### Exercise
Turn the items starting at the line that contains "the cloud bank" and ending at the line that contains "point(436, 107)" into a numbered list, one line per entry, with blank lines left out.

— START OF Records for the task —

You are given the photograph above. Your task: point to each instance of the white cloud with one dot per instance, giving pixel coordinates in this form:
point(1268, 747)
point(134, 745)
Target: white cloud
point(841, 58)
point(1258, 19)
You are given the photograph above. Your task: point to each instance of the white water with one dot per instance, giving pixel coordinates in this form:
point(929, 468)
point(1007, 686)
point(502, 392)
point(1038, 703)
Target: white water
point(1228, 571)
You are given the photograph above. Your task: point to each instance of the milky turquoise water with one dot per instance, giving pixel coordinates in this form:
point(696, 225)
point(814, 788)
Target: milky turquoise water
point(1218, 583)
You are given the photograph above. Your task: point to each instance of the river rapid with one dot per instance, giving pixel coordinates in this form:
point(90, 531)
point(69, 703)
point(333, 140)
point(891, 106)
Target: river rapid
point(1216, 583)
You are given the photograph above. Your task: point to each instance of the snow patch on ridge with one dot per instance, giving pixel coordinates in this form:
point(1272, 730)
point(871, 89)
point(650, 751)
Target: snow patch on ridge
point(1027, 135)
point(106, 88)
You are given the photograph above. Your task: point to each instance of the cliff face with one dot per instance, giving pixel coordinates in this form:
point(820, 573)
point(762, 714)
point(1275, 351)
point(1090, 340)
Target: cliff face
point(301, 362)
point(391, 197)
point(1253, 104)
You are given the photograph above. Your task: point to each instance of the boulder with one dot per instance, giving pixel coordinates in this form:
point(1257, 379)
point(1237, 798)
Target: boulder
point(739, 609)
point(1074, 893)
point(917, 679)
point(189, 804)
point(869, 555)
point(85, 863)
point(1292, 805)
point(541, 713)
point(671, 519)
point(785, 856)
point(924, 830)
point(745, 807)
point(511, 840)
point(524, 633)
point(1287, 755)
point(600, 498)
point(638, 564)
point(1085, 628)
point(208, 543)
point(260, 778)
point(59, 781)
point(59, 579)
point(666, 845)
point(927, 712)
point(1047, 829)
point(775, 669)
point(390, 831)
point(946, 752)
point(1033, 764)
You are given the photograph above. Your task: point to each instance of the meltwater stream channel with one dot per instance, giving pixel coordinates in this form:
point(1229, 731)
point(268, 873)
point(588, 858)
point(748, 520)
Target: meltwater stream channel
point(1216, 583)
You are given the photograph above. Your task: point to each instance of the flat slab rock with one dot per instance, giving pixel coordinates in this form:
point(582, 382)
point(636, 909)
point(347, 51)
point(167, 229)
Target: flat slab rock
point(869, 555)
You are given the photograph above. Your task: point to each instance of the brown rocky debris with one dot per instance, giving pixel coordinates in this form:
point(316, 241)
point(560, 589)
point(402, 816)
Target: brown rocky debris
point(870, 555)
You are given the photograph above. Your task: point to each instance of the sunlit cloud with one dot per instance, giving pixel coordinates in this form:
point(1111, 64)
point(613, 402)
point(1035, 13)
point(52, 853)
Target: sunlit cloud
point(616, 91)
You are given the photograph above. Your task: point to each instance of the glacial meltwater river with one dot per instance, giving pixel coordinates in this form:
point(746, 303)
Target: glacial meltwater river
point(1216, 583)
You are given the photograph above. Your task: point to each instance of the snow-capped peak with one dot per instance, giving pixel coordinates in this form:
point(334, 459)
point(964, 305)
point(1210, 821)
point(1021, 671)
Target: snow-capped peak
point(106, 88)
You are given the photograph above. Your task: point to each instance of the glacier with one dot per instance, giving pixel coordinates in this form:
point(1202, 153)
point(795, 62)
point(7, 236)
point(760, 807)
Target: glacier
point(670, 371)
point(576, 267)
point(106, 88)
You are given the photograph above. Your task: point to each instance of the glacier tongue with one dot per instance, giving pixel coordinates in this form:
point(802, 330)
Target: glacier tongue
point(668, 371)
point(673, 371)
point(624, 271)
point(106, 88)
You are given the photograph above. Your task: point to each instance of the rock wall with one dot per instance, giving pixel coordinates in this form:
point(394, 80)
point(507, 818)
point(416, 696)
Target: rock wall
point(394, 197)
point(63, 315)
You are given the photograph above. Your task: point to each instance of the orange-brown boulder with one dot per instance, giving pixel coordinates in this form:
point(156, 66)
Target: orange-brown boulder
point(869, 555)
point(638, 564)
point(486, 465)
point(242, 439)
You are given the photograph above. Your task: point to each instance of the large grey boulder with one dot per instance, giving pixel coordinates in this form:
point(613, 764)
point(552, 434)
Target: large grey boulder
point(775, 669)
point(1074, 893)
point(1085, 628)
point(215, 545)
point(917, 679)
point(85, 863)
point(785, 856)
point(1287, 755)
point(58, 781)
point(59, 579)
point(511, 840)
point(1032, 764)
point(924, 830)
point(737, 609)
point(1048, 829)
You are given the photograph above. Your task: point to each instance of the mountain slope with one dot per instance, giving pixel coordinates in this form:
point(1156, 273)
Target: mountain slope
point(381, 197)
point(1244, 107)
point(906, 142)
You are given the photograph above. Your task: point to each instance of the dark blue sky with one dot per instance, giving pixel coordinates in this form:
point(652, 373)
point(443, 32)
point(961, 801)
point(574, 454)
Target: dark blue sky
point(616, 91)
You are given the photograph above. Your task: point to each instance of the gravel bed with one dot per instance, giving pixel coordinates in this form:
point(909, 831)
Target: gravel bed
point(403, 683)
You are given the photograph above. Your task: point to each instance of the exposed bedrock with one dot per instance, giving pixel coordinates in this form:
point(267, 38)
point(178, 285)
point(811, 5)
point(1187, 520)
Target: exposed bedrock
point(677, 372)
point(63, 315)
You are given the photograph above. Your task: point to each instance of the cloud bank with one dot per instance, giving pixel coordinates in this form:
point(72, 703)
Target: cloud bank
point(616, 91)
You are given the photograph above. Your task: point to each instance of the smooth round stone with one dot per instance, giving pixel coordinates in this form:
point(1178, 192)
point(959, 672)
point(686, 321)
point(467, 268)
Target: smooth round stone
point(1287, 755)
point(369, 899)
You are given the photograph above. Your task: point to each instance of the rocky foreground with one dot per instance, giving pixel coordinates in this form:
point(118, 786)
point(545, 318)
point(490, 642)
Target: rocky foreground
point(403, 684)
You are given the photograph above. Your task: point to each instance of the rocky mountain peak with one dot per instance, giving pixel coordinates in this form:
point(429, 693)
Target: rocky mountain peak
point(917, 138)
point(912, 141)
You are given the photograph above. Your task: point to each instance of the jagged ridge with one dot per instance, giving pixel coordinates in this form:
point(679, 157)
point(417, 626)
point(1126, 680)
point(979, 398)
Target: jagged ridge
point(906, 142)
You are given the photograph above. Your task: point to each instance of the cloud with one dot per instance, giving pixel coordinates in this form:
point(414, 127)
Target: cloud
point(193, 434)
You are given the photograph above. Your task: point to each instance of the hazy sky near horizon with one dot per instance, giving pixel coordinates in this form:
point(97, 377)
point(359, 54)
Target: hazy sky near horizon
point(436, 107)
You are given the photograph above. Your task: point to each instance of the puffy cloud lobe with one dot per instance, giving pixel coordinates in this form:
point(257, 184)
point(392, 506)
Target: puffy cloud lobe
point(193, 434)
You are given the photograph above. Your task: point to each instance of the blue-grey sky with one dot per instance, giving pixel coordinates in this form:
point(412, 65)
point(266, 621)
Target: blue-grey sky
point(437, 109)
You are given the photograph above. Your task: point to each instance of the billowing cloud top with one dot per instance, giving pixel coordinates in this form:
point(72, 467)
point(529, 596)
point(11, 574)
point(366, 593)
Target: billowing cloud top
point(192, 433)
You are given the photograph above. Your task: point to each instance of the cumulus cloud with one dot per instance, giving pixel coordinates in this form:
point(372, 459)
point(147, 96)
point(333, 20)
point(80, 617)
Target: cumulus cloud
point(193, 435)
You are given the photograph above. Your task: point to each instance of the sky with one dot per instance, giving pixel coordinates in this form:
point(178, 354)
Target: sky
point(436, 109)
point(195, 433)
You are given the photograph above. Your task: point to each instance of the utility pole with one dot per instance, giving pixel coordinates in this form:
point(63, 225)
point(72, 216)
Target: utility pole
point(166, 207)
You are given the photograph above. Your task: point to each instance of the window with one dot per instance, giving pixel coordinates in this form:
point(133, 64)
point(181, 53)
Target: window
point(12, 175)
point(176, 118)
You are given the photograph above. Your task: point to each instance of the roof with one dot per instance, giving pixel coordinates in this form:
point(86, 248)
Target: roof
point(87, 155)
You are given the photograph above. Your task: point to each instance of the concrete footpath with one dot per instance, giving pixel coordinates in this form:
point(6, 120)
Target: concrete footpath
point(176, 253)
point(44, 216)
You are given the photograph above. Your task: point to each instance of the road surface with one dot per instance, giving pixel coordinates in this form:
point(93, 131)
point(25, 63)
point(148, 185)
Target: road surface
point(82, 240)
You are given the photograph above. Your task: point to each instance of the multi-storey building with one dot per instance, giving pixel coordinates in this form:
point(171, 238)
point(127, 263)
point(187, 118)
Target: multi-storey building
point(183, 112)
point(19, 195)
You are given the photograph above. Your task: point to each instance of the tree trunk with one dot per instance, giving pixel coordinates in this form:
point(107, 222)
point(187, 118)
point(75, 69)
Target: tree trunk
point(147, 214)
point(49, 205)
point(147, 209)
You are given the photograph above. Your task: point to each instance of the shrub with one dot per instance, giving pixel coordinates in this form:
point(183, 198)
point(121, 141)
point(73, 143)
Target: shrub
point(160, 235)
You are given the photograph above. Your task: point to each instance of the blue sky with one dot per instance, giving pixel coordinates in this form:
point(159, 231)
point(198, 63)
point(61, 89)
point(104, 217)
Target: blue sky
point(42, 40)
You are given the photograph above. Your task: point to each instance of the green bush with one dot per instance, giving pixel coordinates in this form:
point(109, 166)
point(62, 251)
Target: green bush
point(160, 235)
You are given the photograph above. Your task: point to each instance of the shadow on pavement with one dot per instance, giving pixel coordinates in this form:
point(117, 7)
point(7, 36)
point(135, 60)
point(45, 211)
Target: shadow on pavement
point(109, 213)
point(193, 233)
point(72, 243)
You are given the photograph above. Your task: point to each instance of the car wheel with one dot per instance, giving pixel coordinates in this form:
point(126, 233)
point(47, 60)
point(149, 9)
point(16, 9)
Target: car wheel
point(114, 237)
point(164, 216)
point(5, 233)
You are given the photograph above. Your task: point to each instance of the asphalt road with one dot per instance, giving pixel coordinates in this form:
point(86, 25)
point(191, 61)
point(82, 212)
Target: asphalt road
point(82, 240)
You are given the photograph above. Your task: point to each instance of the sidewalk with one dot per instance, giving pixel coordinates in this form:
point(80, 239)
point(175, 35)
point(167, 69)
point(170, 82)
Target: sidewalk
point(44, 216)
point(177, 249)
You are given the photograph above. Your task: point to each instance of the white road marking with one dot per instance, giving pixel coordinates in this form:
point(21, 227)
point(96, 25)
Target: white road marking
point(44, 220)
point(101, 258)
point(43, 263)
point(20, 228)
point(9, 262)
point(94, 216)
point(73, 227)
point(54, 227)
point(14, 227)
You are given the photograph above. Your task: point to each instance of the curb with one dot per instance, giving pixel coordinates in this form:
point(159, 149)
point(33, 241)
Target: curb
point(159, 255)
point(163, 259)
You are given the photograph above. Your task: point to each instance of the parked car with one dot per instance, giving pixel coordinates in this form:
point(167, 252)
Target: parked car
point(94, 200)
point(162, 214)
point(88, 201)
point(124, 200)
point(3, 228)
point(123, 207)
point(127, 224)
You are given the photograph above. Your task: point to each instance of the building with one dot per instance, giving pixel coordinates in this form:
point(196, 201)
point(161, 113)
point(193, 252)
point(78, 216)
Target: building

— END OF Records for the task —

### The result
1. You are given the photograph above. Your task: point to each instance of the cloud bank with one dot per instance, giving pixel coordinates in this form:
2. point(72, 703)
3. Target: cloud bank
4. point(616, 91)
5. You are given the photograph above. Your task: point to each instance of the smooth round stone with one dot per instance, giving pixel coordinates in this form:
6. point(1178, 192)
7. point(959, 672)
8. point(686, 321)
9. point(467, 268)
10. Target: smooth round stone
11. point(1287, 755)
12. point(369, 899)
13. You are given the photograph above. Your task: point to each instance of the rocky foreground with one dot per instance, giving pixel coordinates in this form:
14. point(118, 786)
15. point(545, 318)
16. point(490, 642)
17. Target: rocky foreground
18. point(403, 684)
19. You are given the photograph above. Your task: point to each instance of the rocky mountain peak with one dot per instance, giving pixel coordinates in this form:
20. point(429, 693)
21. Target: rocky mountain peak
22. point(917, 138)
23. point(912, 141)
24. You are given the photograph above. Your task: point to each instance of the jagged ridge with one dot per instance, giving pixel coordinates in this form:
25. point(679, 157)
26. point(417, 626)
27. point(1126, 680)
28. point(979, 398)
29. Target: jagged ridge
30. point(906, 142)
31. You are given the photograph above. Your task: point to each instance of the cloud with one dot per instance, giving pixel coordinates in this form:
32. point(414, 127)
33. Target: cloud
34. point(193, 434)
35. You are given the photograph above. Your task: point to each instance of the hazy sky near horizon with one dot per instance, giving pixel coordinates in this form:
36. point(97, 377)
37. point(359, 54)
38. Target: hazy sky near horizon
39. point(436, 107)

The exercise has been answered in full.